(Entries from a point annotation set)
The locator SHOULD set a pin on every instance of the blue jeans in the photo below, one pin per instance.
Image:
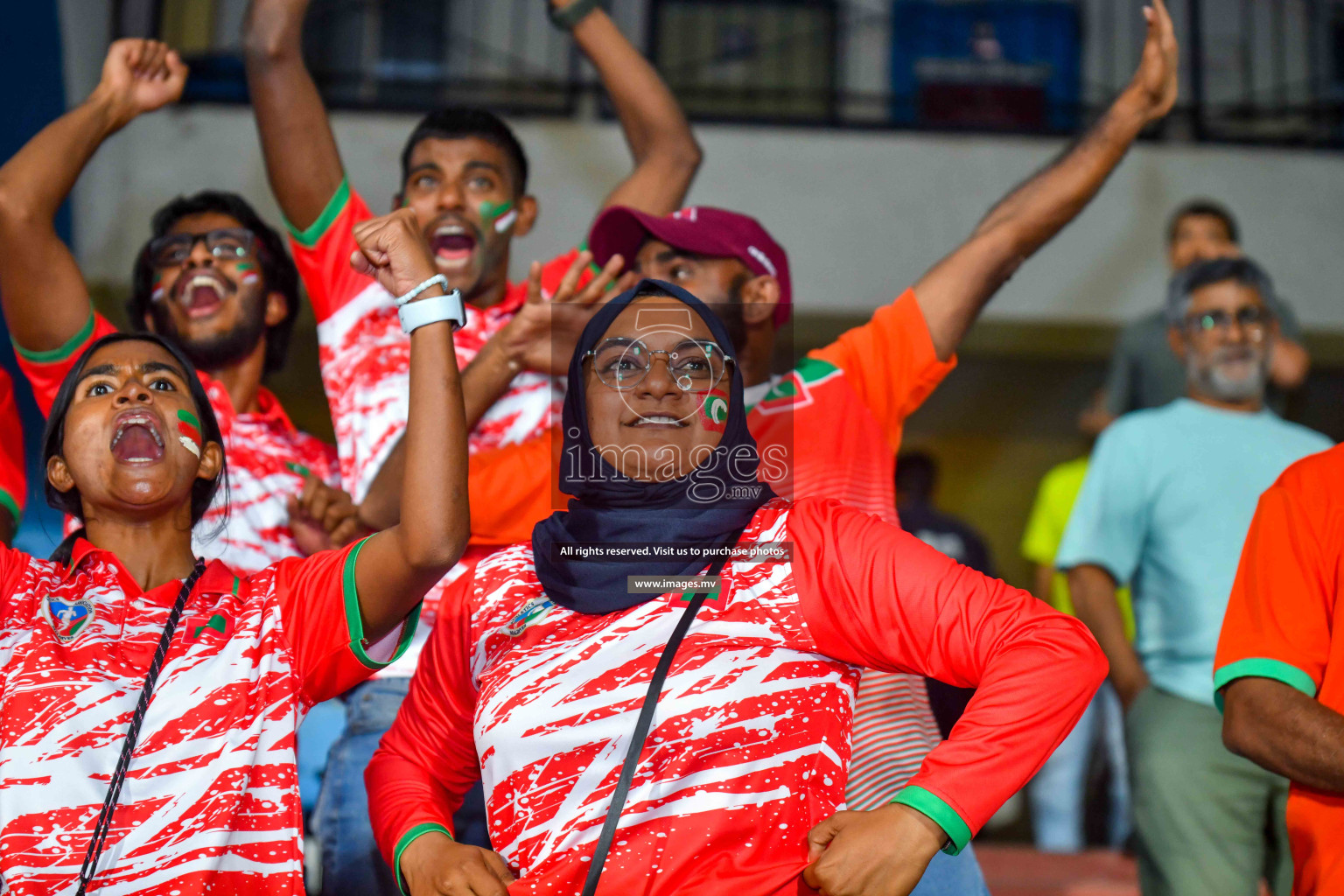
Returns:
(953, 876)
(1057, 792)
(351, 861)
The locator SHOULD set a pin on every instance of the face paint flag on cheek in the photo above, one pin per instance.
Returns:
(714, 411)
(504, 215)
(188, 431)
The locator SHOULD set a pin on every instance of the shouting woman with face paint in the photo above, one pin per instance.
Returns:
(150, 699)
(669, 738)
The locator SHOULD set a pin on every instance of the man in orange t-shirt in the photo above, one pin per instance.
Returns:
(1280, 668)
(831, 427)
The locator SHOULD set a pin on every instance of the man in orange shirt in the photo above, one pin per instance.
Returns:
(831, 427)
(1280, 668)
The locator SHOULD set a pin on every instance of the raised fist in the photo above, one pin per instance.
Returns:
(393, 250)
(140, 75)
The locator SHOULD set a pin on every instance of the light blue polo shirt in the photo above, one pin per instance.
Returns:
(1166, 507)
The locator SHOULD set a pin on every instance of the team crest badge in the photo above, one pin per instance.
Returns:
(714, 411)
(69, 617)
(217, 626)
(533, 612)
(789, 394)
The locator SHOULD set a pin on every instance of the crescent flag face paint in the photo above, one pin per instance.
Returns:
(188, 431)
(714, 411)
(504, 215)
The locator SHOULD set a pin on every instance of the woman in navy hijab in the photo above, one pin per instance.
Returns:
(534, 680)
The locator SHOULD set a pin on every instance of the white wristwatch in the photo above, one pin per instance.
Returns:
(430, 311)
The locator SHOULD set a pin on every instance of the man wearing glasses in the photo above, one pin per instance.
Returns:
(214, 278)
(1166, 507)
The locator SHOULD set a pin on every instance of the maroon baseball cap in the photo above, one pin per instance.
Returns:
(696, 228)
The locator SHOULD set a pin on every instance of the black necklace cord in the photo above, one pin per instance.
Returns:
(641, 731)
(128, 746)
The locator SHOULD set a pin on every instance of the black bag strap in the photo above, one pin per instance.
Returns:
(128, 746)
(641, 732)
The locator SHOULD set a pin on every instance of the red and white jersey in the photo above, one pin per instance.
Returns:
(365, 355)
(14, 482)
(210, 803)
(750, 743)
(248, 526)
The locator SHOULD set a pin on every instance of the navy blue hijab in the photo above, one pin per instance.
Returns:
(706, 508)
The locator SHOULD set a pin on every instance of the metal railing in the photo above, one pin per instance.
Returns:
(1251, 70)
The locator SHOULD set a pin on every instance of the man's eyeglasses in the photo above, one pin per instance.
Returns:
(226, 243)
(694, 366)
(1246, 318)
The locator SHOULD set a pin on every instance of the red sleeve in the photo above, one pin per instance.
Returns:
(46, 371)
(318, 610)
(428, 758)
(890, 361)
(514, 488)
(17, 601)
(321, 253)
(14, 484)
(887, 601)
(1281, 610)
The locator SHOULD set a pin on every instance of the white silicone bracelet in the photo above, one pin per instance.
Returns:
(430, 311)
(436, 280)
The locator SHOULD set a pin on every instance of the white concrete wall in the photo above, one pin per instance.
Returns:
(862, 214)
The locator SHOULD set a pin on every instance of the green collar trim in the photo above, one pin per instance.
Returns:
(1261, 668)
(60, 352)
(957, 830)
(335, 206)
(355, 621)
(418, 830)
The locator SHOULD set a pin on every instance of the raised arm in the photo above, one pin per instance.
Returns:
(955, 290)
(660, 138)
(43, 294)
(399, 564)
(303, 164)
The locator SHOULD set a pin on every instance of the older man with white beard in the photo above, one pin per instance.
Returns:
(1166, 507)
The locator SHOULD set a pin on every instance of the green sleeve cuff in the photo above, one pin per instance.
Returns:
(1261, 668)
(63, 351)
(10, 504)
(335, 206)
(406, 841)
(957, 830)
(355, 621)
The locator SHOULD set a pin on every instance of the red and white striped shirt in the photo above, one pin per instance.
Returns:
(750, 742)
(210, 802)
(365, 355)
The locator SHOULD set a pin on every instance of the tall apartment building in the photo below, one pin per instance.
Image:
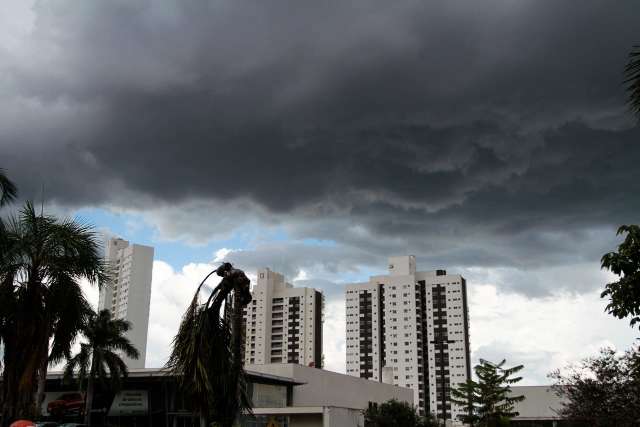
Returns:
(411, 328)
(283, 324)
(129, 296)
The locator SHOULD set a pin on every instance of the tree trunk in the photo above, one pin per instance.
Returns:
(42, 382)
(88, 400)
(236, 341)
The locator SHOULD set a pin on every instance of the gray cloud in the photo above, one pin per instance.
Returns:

*Instructions to follow*:
Rewrite the lines starting with the line that contains "the raised fist" and going on through the line that contains "(1281, 610)", both included, with "SHOULD" replaced by "MUST" and everything else unchanged.

*Answer to the exercise*:
The locator MUST set a pin on every instance of the raised fist in the photo above, one pin per instance.
Returns:
(393, 250)
(140, 75)
The locator MUST set a pin on every instance of the light blue polo shirt in the photo above, one pin per instance.
Returns:
(1166, 507)
The locator MUST set a pin on every instance of the team crest badge in the photo above, one pin per instance.
Returns:
(714, 411)
(69, 617)
(217, 626)
(533, 612)
(789, 394)
The locator MUST set a pin on every instance of the crescent flag face paint in the photo above, one pin per instance.
Returns:
(188, 431)
(714, 411)
(504, 215)
The locator MUST set a pin on every instance of the woman in navy hijab in the photo above, one pin per instance.
Returns:
(534, 680)
The locator MUST set a pin on every instance of the white wristwatch in the photo above, one pin per instance.
Returns:
(430, 311)
The locator MUST set a pin on every instance of the man wearing glasses in the photo above, one pin per instance.
Returns:
(214, 278)
(1166, 507)
The locator MUST set a pin on every instance of the maroon baseball cap in the photo above, one pin per instance.
Returns:
(696, 228)
The locator MUST set a pin on every instance of the black necklace cord in the photo above, one pin per instance.
Returns:
(641, 731)
(128, 746)
The locator MUST set a pin on every instance of the black bag strap in the photo above, one pin per instance.
Returns:
(128, 746)
(641, 732)
The locator MUST set a pin on every instance of the red and white jersey in the photo above, one pin per instance.
Returns:
(365, 355)
(14, 482)
(210, 803)
(750, 743)
(248, 526)
The locator MUST set a pin on every instance of the navy blue hijab in the photo above, one pin per instance.
Returns:
(706, 508)
The locator MUST set a pin on every instance of the metal railing in the photo above, one pin per instance.
Returns:
(1251, 70)
The locator MUST set a pin on every instance of the man's eyeglasses in the photo above, one pin per instance.
Returns:
(226, 243)
(694, 366)
(1246, 318)
The locator MUST set a pin on every instance of the red sleeve in the photo above, one pin per instance.
Returns:
(46, 371)
(318, 610)
(428, 758)
(890, 361)
(514, 488)
(17, 601)
(321, 253)
(14, 484)
(887, 601)
(1281, 610)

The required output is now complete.